Exercise aim:
Update the records below so that each "bounding boxes" becomes "box coordinates" and nothing else changes. Leave the pictures out of your answer.

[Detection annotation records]
* BEGIN *

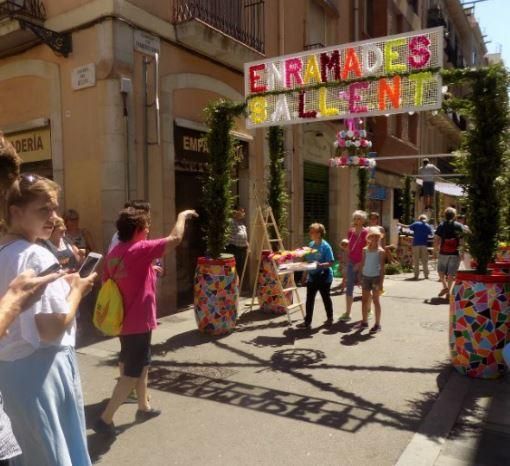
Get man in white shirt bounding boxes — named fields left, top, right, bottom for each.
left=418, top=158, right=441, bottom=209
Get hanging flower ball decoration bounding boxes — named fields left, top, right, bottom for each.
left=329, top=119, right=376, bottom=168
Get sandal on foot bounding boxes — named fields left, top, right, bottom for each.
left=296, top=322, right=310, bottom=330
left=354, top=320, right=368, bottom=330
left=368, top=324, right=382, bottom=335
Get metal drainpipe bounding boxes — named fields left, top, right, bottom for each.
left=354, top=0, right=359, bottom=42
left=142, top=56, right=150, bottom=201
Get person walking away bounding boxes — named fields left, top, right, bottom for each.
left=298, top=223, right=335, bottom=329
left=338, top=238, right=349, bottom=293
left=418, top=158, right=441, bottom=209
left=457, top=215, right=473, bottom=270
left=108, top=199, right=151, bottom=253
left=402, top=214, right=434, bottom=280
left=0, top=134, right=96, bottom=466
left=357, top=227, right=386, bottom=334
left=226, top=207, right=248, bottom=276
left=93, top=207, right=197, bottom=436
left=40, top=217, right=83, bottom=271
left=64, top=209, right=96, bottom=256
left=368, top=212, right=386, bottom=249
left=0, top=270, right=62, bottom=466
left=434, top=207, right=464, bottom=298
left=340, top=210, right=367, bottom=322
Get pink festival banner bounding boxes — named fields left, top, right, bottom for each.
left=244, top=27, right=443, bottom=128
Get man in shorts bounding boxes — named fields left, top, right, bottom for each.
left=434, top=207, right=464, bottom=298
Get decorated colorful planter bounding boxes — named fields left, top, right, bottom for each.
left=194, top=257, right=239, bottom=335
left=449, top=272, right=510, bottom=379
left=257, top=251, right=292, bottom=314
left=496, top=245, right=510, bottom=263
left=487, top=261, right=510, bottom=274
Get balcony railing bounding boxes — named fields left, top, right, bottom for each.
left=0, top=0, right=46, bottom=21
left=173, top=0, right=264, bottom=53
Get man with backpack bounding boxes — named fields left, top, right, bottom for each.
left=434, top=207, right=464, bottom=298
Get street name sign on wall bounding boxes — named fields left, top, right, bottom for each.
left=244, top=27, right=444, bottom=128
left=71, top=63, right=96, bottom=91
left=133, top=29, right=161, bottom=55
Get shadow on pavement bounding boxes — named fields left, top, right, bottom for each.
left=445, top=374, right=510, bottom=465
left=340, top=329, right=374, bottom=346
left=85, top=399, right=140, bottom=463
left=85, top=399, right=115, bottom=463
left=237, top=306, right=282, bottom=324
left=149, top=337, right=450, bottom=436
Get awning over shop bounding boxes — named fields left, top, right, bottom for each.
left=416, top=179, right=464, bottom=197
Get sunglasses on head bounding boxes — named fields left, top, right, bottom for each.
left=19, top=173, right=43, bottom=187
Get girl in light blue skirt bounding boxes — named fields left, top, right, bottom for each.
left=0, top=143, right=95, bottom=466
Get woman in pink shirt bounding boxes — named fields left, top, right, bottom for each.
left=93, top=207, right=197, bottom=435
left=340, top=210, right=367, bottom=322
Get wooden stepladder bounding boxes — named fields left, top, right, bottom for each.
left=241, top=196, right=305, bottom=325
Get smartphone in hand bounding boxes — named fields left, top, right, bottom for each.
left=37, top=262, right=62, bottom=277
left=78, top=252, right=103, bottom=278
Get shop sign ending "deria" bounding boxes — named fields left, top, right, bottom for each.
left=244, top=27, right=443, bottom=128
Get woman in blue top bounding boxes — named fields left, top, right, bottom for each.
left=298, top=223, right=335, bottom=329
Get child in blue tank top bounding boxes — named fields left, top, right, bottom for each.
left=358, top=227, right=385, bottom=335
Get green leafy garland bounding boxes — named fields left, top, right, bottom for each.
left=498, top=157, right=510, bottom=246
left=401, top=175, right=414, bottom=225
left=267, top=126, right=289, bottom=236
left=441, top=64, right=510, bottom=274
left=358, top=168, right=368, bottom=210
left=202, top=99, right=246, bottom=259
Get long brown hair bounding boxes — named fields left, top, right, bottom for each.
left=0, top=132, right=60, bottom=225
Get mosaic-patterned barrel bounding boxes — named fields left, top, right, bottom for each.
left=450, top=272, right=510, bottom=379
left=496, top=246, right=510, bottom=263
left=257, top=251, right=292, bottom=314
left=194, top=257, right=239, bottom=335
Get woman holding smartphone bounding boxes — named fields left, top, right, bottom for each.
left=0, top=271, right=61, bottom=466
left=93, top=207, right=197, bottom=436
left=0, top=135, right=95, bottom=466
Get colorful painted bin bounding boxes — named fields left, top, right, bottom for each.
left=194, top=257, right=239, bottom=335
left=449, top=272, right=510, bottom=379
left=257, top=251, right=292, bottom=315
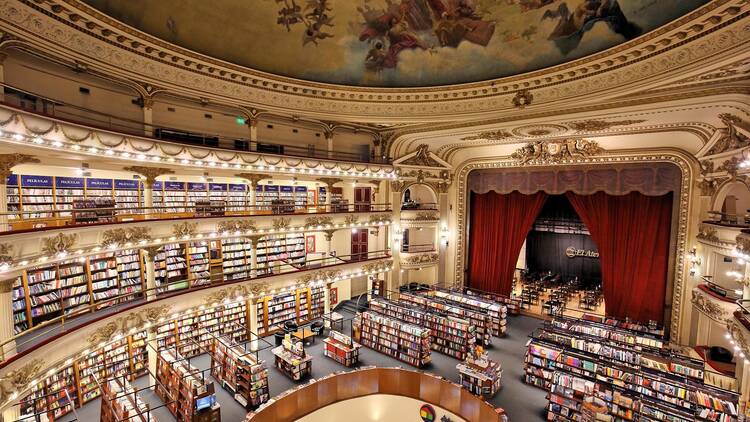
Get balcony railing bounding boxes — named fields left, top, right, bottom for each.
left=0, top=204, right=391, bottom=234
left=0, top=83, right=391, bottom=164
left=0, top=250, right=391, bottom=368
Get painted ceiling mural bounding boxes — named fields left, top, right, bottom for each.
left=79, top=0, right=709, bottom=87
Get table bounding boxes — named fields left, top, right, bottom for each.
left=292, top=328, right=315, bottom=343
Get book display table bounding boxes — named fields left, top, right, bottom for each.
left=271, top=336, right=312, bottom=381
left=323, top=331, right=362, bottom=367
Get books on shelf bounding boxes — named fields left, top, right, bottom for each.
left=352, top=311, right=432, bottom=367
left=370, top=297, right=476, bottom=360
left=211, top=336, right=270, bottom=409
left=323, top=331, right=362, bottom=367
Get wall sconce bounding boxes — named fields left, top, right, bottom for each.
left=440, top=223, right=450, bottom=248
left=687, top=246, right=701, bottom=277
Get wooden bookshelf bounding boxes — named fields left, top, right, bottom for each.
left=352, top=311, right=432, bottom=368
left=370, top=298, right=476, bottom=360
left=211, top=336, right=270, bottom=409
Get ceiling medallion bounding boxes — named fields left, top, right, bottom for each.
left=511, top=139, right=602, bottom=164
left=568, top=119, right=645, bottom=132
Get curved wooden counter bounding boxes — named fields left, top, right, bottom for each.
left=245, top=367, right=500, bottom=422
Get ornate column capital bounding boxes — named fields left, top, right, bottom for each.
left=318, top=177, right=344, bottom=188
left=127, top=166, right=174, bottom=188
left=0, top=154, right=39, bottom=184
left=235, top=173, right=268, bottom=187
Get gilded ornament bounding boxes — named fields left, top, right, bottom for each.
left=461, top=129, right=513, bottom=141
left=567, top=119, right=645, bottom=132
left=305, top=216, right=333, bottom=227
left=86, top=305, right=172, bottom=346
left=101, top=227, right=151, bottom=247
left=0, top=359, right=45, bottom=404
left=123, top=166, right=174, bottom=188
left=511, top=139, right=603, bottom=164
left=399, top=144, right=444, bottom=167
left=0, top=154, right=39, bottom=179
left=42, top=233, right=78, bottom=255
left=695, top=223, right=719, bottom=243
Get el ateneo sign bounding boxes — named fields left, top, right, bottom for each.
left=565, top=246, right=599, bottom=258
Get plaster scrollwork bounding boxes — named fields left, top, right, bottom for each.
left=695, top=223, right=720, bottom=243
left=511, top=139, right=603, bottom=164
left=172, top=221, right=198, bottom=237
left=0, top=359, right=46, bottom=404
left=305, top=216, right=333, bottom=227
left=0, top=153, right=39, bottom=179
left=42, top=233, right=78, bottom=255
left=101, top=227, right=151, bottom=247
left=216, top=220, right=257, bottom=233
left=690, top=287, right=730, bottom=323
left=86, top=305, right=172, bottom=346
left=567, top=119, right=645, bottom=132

* END *

Answer for this exercise:
Get man in white shirt box coordinates — named fields left, top, right, bottom for each.
left=418, top=158, right=441, bottom=209
Get hanging flower ball decoration box coordinates — named fields left, top, right, bottom for each.
left=329, top=119, right=376, bottom=168
Get sandal on foot box coordinates — named fields left, top, right, bottom for each.
left=296, top=322, right=310, bottom=330
left=354, top=320, right=368, bottom=330
left=368, top=324, right=382, bottom=335
Get metal drainpipe box coordinates — named fields left, top, right, bottom for each.
left=354, top=0, right=359, bottom=42
left=142, top=56, right=150, bottom=201
Get person walking away box coordinates — named fields left, top, right, bottom for each.
left=298, top=223, right=335, bottom=329
left=338, top=238, right=349, bottom=293
left=418, top=158, right=441, bottom=209
left=457, top=215, right=473, bottom=270
left=108, top=199, right=151, bottom=253
left=402, top=214, right=434, bottom=280
left=0, top=134, right=96, bottom=466
left=357, top=227, right=386, bottom=334
left=226, top=207, right=248, bottom=276
left=93, top=207, right=197, bottom=436
left=40, top=217, right=83, bottom=271
left=64, top=209, right=96, bottom=256
left=368, top=212, right=386, bottom=249
left=0, top=270, right=62, bottom=466
left=434, top=207, right=464, bottom=298
left=340, top=210, right=367, bottom=322
Get pink festival banner box coordinates — named fields left, top, right, bottom for each.
left=244, top=27, right=443, bottom=128
Get man in shorts box coordinates — named fields left, top, right, bottom for each.
left=434, top=207, right=464, bottom=298
Get decorated colorful planter box coordinates — named fields left, top, right, bottom for each.
left=194, top=257, right=239, bottom=335
left=449, top=272, right=510, bottom=379
left=257, top=251, right=292, bottom=314
left=496, top=245, right=510, bottom=263
left=487, top=261, right=510, bottom=274
Get balcony railing box coordinates — named fields left, top, right, bottom for each.
left=0, top=0, right=46, bottom=21
left=173, top=0, right=264, bottom=53
Get man with backpack box coordinates — named fields left, top, right, bottom for each.
left=434, top=207, right=464, bottom=298
Get street name sign on wall box coordinates — named fields left, top, right, bottom for each.
left=244, top=27, right=444, bottom=128
left=71, top=63, right=96, bottom=91
left=133, top=29, right=161, bottom=55
Get shadow on pavement box coordinates — named fields left, top, right, bottom for each.
left=445, top=374, right=510, bottom=465
left=340, top=329, right=374, bottom=346
left=85, top=399, right=140, bottom=463
left=85, top=399, right=115, bottom=463
left=237, top=306, right=282, bottom=324
left=149, top=337, right=450, bottom=436
Get awning over shop box coordinates — named fields left, top, right, bottom for each.
left=416, top=179, right=464, bottom=197
Get sunglasses on head box coordinates — named fields left, top, right, bottom for each.
left=19, top=173, right=43, bottom=187
Get girl in light blue skirt box coordinates — named fields left, top, right, bottom for each.
left=0, top=143, right=95, bottom=466
Get woman in pink shirt box coordinates — named fields left, top, right, bottom for each.
left=93, top=207, right=197, bottom=435
left=340, top=210, right=367, bottom=322
Get wooden stepladder box coordinates — named fields left, top, right, bottom for each.
left=241, top=196, right=305, bottom=325
Get smartphone in hand box coordinates — named fields left, top, right, bottom for each.
left=37, top=262, right=62, bottom=277
left=78, top=252, right=103, bottom=278
Get shop sign ending "deria" box coordinates — named fields left, top, right, bottom for each.
left=244, top=27, right=443, bottom=128
Get woman in blue top box coordinates — named fields left, top, right, bottom for each.
left=298, top=223, right=335, bottom=329
Get child in blue tank top box coordinates — named fields left, top, right, bottom for each.
left=358, top=227, right=385, bottom=335
Get green leafy garland box coordinates — named fields left, top, right, bottom for each.
left=498, top=157, right=510, bottom=246
left=401, top=175, right=414, bottom=225
left=267, top=126, right=289, bottom=236
left=441, top=64, right=510, bottom=274
left=358, top=168, right=368, bottom=210
left=202, top=99, right=246, bottom=259
Get long brown hair box coordinates — named fields left, top, right, bottom for each.
left=0, top=132, right=60, bottom=225
Get mosaic-patterned barrel box coordinates — named fields left, top, right, bottom for each.
left=450, top=272, right=510, bottom=379
left=496, top=246, right=510, bottom=263
left=257, top=251, right=292, bottom=314
left=194, top=257, right=239, bottom=335
Get woman holding smartphone box coordinates — named fields left, top, right, bottom for each.
left=0, top=271, right=61, bottom=466
left=93, top=207, right=197, bottom=436
left=0, top=135, right=95, bottom=466
Get colorful painted bin box coordinates — named fields left, top, right, bottom for each.
left=194, top=257, right=239, bottom=335
left=449, top=272, right=510, bottom=379
left=257, top=251, right=292, bottom=315
Get balcony railing box coordinates — named fields left, top, right, bottom for each.
left=0, top=204, right=391, bottom=234
left=0, top=83, right=391, bottom=164
left=0, top=250, right=391, bottom=368
Get painted ceiling mural box coordinates — named fields left, top, right, bottom for each.
left=79, top=0, right=709, bottom=87
Get table box coordinates — named fields left, top, right, bottom for each.
left=292, top=328, right=315, bottom=343
Get book display table box coordinates — named fields left, top, right, bottom for each.
left=271, top=336, right=312, bottom=381
left=323, top=331, right=362, bottom=367
Get books on shelf box coordinates — named fields left, top, right, bottom for each.
left=352, top=311, right=432, bottom=367
left=370, top=297, right=476, bottom=360
left=211, top=336, right=270, bottom=409
left=323, top=331, right=362, bottom=367
Get wall sconce box coordinates — named fields left, top, right, bottom for each.
left=440, top=223, right=450, bottom=248
left=687, top=246, right=701, bottom=277
Get wooden bookshelf box coordinates — named fields left, top, right, bottom for each.
left=352, top=311, right=432, bottom=368
left=370, top=298, right=476, bottom=360
left=211, top=336, right=270, bottom=409
Get ceiling medallion box coordinates — named fields left, top, right, bottom for each.
left=511, top=139, right=602, bottom=164
left=568, top=119, right=645, bottom=132
Get curved wooden counter box coordinates — named fields left, top, right, bottom for each.
left=245, top=367, right=500, bottom=422
Get ornate column capital box coordinates — named fields left, top, right, bottom for each.
left=318, top=177, right=344, bottom=188
left=127, top=166, right=174, bottom=188
left=0, top=154, right=39, bottom=184
left=235, top=173, right=268, bottom=187
Get gilded ornament box coordinates — named fields left, top, right, bottom for each.
left=461, top=129, right=513, bottom=141
left=567, top=119, right=645, bottom=132
left=305, top=216, right=333, bottom=227
left=86, top=305, right=172, bottom=346
left=101, top=227, right=151, bottom=247
left=0, top=359, right=45, bottom=404
left=123, top=166, right=174, bottom=188
left=511, top=139, right=603, bottom=164
left=399, top=144, right=444, bottom=167
left=0, top=154, right=39, bottom=179
left=42, top=233, right=78, bottom=255
left=695, top=223, right=719, bottom=243
Get el ateneo sign box coordinates — named fields left, top, right, bottom for each.
left=565, top=246, right=599, bottom=258
Get plaster scrollwork box coordinates — named fields left, top, right, bottom for each.
left=695, top=223, right=720, bottom=243
left=511, top=139, right=603, bottom=164
left=172, top=221, right=198, bottom=237
left=0, top=359, right=46, bottom=404
left=305, top=216, right=333, bottom=227
left=0, top=153, right=39, bottom=179
left=42, top=233, right=78, bottom=255
left=101, top=227, right=151, bottom=247
left=216, top=220, right=257, bottom=233
left=690, top=287, right=730, bottom=323
left=86, top=305, right=172, bottom=346
left=567, top=119, right=645, bottom=132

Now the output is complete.